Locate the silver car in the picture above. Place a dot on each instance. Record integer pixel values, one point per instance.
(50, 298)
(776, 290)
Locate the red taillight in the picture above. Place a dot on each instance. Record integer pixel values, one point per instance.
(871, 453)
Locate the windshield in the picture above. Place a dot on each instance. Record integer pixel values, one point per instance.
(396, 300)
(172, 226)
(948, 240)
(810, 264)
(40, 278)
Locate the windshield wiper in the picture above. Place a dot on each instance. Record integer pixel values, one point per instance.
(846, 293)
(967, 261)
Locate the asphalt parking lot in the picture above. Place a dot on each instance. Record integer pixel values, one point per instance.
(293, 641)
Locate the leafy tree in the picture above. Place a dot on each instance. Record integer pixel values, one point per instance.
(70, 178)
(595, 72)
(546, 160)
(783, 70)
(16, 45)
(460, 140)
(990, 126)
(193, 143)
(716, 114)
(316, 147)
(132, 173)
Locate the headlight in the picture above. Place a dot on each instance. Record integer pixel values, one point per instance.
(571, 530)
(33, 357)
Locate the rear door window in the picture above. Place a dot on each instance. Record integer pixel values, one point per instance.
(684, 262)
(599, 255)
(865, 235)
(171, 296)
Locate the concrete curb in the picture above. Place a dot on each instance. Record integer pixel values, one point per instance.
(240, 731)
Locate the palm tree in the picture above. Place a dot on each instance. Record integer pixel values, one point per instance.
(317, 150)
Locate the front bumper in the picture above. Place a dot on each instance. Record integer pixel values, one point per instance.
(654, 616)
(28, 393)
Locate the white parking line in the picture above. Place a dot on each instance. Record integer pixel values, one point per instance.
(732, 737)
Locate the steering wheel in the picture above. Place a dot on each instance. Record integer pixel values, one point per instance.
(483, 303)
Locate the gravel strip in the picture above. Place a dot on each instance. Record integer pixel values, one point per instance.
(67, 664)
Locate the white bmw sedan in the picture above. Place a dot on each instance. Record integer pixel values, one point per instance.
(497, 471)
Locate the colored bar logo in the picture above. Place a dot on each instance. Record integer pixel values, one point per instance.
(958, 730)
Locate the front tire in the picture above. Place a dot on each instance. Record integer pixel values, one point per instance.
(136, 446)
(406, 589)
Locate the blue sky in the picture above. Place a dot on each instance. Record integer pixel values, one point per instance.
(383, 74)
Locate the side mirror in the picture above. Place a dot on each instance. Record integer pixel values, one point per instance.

Short problem
Copy out every row above word for word, from the first through the last.

Response to this task
Locate the silver car in the picture above. Place a dot on each instance. Record integer pixel values, one point per instance.
(50, 298)
(776, 290)
Locate the red taillight in the picture above. Place a dot on each instance. Record integer pixel values, one point per instance.
(871, 453)
Locate the windshield in the picture above. Place a dot on each instance. Record integer pixel values, one point per instance.
(396, 300)
(172, 226)
(948, 240)
(810, 264)
(40, 278)
Locate the windshield wiper in the picture above. Place a dot on each instance. Record integer pixel values, one point per instance.
(846, 293)
(967, 261)
Locate the asphalt parking lot in the picture above. Place a dot on each instance. Record integer pixel values, one point per instance.
(293, 641)
Locate the leafy tree in the picture above. Place a dot on each instance. Record integer pixel values, one point per instance.
(70, 178)
(595, 72)
(546, 160)
(783, 70)
(16, 45)
(460, 140)
(990, 126)
(193, 143)
(716, 114)
(316, 147)
(132, 173)
Locate the headlight in the picture above. Place a dot on each instance. Record integer pixel values, one point per instance.
(571, 530)
(33, 357)
Locate the rear door window in the picture above. Place a dot on each instance. Record integer pixel values, one point per instance.
(684, 262)
(599, 255)
(865, 235)
(171, 296)
Locate the concrete curb in the picture above. Place a dot on each instance. Record integer pixel values, one point per instance.
(240, 731)
Locate the palm tree in the picture above. Place a dot on each instance. Record integer pixel values, one point per instance.
(317, 150)
Locate the front bumper in the picture above. Place a dot on each instance. Record integer pixel values, one point per instance.
(654, 616)
(28, 393)
Locate the white parking line in the picture above. Place a dot on each instance. Record integer pixel values, one point per instance.
(732, 737)
Locate the steering wheel in the picture above. Place a dot on each instance. Record integer pixel values, one point per instance.
(483, 303)
Locate the gravel strip in the picture above. Place a dot on each instance. Record integer pixel values, one point per instance.
(67, 664)
Locate the white bmw sedan in the picture above. Place a dot on each instance. Record integer pixel values, one point per instance.
(497, 471)
Locate the colored bar logo in the picture above. Place a dot on each instance. Record integer pixel values, one point per instance.
(958, 730)
Locate the front tire in the picture above. Place a dot on each instance. Record integer pixel values, one point per instance.
(136, 446)
(406, 589)
Locate the blue sky in the picture above. Place a dot on each instance. Record integer pixel values, one point per instance.
(383, 74)
Locate the side mirror in the picture above. Place a dot on each instance. Record integer pixel values, one point per instance.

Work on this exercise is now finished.